(Region pointing data)
[Start of Attachment]

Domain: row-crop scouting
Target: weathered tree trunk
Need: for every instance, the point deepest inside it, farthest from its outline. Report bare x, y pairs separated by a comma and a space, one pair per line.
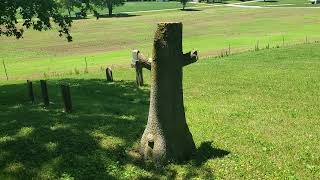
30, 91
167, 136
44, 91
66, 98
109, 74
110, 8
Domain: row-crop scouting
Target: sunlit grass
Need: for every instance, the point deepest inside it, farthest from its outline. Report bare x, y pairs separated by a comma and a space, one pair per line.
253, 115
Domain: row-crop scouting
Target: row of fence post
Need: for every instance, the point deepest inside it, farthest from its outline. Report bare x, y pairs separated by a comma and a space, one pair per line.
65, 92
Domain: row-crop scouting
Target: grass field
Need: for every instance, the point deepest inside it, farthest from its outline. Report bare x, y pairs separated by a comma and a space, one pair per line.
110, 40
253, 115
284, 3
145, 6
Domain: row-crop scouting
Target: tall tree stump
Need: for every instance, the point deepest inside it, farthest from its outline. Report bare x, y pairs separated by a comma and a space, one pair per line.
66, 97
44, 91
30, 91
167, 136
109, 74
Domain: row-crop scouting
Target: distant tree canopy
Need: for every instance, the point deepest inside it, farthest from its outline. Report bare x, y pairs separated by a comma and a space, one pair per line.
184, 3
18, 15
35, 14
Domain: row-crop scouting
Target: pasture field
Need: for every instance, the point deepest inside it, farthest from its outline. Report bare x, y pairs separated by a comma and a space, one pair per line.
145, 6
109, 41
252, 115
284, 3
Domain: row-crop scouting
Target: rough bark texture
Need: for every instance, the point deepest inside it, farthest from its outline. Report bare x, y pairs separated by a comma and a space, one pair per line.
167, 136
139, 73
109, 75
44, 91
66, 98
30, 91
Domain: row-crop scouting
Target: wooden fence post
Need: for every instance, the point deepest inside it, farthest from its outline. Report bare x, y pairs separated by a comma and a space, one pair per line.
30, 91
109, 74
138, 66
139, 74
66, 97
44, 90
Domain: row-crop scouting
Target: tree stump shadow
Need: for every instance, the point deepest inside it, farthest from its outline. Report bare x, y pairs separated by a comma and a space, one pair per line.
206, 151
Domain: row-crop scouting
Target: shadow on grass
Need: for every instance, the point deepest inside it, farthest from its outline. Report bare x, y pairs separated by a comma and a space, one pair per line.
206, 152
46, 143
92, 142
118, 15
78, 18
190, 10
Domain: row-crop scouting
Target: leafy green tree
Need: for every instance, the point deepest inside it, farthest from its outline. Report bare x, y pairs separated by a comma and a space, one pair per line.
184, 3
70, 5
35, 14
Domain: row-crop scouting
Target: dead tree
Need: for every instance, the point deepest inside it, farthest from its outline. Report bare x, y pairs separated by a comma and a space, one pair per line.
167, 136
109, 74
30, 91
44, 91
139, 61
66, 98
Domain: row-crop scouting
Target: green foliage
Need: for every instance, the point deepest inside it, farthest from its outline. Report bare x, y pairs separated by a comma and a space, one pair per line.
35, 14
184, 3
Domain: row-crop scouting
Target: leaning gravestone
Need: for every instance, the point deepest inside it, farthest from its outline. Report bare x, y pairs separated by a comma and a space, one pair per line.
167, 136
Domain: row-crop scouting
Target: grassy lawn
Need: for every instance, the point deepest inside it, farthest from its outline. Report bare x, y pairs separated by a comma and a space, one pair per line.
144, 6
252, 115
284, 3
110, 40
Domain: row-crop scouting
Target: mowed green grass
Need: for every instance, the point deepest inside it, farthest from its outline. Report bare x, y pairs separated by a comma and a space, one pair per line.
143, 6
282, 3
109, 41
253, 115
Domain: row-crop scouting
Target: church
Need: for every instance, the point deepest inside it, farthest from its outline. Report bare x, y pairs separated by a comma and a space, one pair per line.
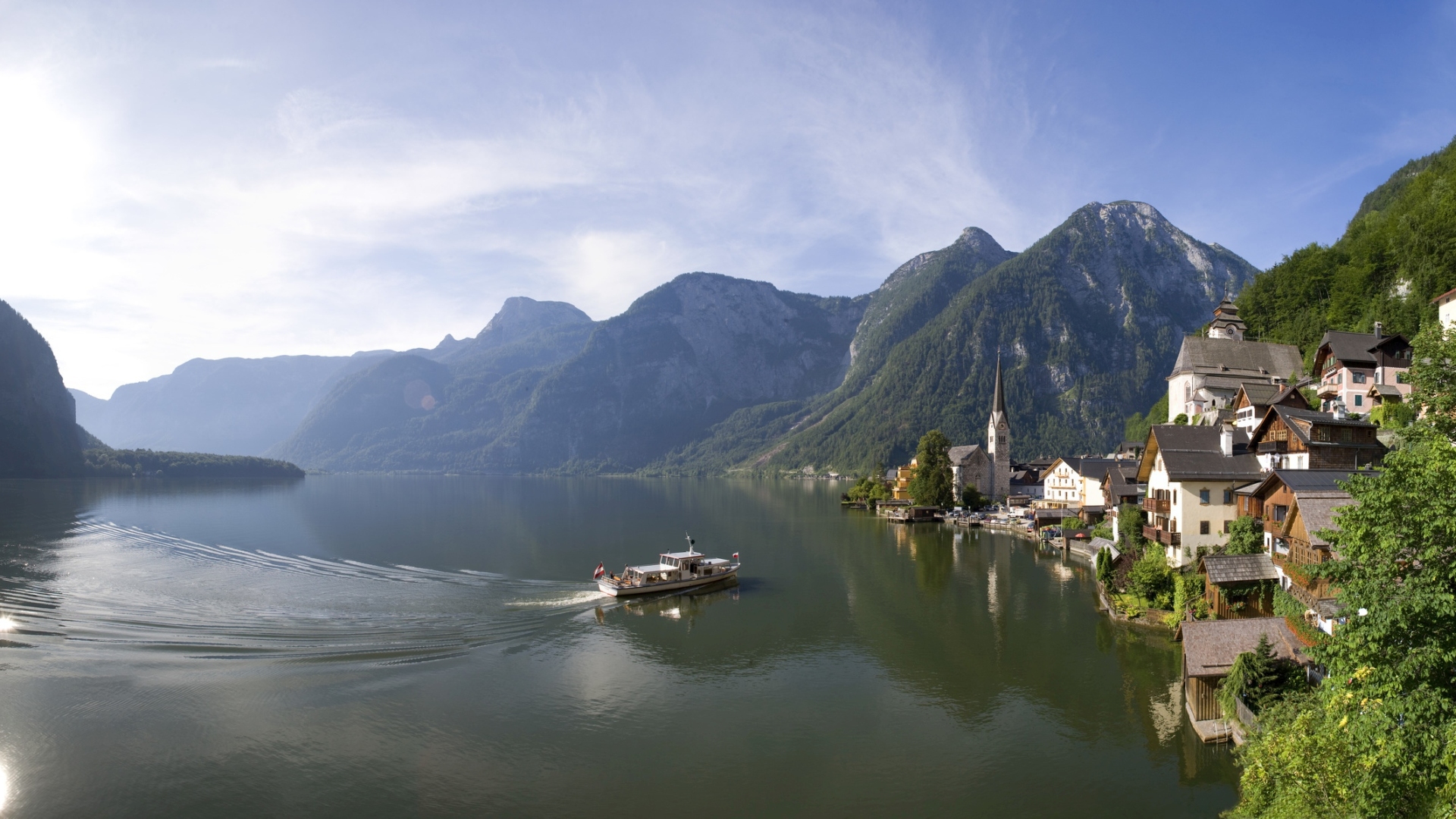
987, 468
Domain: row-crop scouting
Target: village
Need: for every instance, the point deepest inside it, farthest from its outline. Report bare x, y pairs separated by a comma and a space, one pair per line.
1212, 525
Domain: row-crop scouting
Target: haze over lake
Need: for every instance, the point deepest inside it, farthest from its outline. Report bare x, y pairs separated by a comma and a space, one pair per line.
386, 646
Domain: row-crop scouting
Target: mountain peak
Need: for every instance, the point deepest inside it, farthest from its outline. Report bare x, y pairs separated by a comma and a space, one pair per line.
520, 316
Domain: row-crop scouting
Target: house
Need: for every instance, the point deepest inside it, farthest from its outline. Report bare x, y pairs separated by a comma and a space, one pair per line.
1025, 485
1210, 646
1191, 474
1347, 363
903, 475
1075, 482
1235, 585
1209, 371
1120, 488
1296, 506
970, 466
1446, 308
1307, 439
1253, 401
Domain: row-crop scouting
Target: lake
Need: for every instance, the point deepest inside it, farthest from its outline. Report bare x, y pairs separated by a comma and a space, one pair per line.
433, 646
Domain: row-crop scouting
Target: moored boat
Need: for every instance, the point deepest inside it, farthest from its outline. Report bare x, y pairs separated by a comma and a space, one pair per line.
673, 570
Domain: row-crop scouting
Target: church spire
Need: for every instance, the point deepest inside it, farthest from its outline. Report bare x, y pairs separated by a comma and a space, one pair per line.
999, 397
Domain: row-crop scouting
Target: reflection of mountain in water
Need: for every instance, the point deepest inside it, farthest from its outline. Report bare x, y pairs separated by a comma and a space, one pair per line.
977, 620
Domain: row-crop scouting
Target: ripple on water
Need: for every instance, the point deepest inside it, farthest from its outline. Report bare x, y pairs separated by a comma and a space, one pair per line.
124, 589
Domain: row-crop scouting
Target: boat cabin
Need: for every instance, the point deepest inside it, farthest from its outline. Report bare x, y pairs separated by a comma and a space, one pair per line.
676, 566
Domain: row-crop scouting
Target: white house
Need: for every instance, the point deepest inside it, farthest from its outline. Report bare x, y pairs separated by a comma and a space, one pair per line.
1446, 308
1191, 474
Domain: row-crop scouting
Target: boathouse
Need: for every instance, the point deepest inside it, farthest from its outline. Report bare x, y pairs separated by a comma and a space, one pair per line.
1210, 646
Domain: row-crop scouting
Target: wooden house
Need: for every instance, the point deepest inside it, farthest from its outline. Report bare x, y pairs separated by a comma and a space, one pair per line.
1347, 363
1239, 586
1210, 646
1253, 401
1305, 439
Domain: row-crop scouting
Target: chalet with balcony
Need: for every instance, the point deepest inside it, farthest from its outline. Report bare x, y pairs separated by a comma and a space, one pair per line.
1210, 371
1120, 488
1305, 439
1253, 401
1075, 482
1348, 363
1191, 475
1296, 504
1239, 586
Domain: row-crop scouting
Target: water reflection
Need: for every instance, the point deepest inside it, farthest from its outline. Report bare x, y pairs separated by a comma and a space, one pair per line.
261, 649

[End of Attachment]
[Start of Attachment]

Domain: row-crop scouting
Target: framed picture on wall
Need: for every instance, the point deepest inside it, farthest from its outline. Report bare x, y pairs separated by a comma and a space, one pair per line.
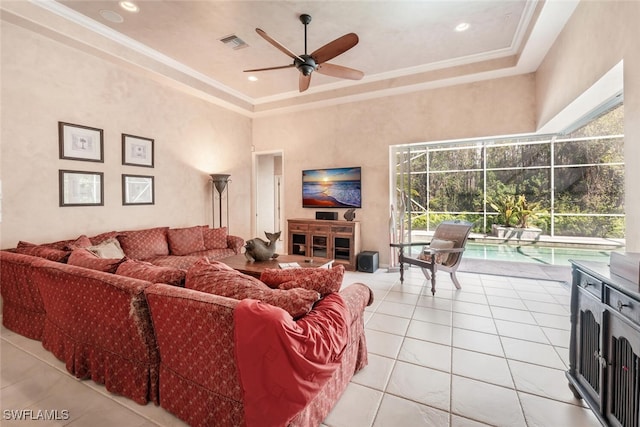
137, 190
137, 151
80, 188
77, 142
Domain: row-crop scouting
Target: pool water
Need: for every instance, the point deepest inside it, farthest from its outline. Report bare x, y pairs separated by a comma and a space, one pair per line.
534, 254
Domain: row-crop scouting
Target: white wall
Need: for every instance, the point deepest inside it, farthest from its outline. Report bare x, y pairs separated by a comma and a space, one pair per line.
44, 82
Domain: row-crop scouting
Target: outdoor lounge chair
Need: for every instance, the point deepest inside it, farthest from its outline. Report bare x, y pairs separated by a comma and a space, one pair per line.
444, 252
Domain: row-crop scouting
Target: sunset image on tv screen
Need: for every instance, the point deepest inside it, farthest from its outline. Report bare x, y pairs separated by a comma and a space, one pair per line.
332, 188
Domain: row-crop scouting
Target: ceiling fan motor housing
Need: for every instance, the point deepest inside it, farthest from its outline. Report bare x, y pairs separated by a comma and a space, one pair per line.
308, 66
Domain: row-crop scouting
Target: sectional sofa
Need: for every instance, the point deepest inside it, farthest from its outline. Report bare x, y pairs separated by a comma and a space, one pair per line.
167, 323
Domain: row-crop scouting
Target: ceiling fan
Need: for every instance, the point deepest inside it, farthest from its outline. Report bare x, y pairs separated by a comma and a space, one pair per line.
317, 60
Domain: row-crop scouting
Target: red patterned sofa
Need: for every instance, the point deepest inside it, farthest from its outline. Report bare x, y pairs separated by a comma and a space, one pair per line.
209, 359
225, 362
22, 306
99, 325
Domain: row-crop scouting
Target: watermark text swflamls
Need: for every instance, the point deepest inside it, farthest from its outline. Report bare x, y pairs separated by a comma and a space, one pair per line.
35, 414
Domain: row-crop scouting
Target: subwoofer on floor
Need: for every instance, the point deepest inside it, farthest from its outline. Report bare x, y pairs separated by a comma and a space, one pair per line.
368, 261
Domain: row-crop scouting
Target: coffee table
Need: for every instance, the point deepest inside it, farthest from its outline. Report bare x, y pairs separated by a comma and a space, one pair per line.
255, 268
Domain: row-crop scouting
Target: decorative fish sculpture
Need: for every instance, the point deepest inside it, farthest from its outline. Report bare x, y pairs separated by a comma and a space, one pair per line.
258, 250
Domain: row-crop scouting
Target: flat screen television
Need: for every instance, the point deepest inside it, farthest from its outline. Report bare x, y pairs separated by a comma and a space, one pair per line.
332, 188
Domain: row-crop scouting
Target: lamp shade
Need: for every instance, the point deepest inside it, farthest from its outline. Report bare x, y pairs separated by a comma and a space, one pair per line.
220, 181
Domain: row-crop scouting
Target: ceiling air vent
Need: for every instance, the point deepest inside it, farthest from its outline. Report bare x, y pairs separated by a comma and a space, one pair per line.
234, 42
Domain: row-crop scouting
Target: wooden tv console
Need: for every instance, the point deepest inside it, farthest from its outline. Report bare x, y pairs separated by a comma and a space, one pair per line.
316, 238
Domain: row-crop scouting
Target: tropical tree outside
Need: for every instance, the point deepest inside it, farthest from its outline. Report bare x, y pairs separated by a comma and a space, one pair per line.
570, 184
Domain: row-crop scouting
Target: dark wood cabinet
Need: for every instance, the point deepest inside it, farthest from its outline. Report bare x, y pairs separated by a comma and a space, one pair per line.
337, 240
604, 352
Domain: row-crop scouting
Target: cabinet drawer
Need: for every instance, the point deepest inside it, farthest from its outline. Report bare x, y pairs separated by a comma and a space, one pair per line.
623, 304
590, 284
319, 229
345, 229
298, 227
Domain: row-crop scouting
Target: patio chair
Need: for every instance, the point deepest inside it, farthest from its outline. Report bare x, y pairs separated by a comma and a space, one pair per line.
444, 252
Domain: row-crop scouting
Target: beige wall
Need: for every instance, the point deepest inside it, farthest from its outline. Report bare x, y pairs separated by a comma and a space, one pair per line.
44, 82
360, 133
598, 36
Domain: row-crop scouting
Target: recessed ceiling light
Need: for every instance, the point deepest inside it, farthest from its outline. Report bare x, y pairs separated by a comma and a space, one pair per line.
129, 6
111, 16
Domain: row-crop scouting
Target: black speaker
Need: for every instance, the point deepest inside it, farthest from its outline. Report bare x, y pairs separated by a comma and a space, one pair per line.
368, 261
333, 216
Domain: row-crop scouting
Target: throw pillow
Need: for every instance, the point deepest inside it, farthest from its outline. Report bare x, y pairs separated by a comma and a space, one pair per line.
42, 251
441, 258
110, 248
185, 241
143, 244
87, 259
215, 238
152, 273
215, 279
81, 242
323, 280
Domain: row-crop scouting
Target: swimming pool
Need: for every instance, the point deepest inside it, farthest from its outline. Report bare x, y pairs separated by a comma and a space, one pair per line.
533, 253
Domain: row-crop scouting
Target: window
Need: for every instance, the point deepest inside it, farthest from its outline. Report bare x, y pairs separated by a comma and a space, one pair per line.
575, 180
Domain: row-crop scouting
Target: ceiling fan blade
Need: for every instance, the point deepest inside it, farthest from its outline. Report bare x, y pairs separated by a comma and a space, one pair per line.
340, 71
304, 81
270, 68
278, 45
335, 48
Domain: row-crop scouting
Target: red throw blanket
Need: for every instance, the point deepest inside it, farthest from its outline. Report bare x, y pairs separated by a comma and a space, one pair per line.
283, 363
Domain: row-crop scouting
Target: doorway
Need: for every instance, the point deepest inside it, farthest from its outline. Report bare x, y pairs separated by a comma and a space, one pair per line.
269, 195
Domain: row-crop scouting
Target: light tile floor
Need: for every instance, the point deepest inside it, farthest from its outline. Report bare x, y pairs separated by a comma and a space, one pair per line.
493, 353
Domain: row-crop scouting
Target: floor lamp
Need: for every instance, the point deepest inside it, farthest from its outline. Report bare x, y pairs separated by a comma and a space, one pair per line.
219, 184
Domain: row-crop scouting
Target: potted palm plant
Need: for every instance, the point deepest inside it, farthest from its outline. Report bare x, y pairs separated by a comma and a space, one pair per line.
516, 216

[End of Attachment]
[Start of Attachment]

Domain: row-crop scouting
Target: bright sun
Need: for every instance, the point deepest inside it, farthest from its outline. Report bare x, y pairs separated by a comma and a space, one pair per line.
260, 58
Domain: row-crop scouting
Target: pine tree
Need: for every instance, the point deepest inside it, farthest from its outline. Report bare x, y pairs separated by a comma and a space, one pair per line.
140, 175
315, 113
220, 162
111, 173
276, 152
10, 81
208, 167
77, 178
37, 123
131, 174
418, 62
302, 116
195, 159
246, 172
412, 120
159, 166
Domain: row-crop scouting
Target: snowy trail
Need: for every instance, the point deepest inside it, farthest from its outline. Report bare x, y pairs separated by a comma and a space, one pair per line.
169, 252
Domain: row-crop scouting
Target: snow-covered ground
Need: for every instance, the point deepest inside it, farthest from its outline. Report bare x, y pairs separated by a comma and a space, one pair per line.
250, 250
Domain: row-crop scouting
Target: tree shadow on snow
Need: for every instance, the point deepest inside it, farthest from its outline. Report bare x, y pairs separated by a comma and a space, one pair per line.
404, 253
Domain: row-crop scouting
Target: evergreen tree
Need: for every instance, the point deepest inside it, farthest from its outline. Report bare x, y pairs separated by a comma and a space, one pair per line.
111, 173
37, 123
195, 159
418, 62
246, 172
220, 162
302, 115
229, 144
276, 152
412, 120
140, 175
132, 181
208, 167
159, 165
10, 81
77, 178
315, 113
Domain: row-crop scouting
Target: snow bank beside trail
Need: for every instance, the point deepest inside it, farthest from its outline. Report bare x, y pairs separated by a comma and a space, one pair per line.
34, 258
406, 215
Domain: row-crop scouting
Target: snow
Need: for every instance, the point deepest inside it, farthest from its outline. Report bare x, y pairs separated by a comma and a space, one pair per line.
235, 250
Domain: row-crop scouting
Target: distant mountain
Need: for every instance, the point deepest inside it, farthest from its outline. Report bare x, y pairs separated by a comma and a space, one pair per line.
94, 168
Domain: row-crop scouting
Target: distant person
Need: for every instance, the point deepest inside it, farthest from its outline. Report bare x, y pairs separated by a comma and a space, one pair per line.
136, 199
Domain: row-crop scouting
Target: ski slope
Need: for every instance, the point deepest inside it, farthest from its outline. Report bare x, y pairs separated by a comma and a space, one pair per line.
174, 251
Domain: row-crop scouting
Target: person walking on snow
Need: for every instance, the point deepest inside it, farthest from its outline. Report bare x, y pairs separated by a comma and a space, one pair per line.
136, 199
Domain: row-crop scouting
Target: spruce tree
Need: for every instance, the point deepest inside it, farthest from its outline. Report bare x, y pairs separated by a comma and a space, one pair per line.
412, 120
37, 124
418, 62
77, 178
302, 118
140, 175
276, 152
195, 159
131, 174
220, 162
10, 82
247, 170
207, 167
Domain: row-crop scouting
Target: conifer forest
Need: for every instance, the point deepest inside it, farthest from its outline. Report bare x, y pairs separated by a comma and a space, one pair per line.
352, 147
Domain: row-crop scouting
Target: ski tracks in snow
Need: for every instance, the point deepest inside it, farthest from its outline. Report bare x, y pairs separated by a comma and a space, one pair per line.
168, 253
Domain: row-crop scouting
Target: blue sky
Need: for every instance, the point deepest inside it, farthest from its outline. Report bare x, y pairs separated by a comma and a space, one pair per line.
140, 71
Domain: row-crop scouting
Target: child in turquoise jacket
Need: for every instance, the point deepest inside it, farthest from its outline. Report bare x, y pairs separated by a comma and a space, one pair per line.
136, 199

[End of Attachment]

(WHAT THE EXERCISE ASKS)
Given the records above, restate word for word only the lines starting at the one with "Target: evergreen tree" and ending at the one with "Target: distant person".

(SOLUTION FOR THIS EXERCISE)
Target: evergreen tree
Need: for every instance, the point deepest inside it, farthest from its outline. Report bare x, y pairs separated by a comma and a space, one pair per line.
111, 173
37, 123
195, 159
418, 62
246, 172
220, 162
302, 115
229, 144
276, 152
412, 120
140, 175
132, 181
208, 167
159, 165
10, 81
77, 178
315, 113
Domain: row-crop scouting
Target: snow bank beside trail
Need: for every instance, the point deepest inside it, farthest from its outline. Report bare x, y pairs separated by a comma and a space, one pair per line.
34, 258
406, 215
Domain: row-crop scouting
Target: snow
Need: for every instance, the point deepest inside it, farthest from its outline. Report bare x, y pairs separated by a comma and a space, one pair per line.
235, 250
Domain: row-crop scouting
Target: distant mountain
Need: for every instance, the point deepest inside it, farthest from its outline. Report bare x, y pairs separated by a comma and a space, one pair per line.
94, 168
Domain: row-crop scouting
Target: distant person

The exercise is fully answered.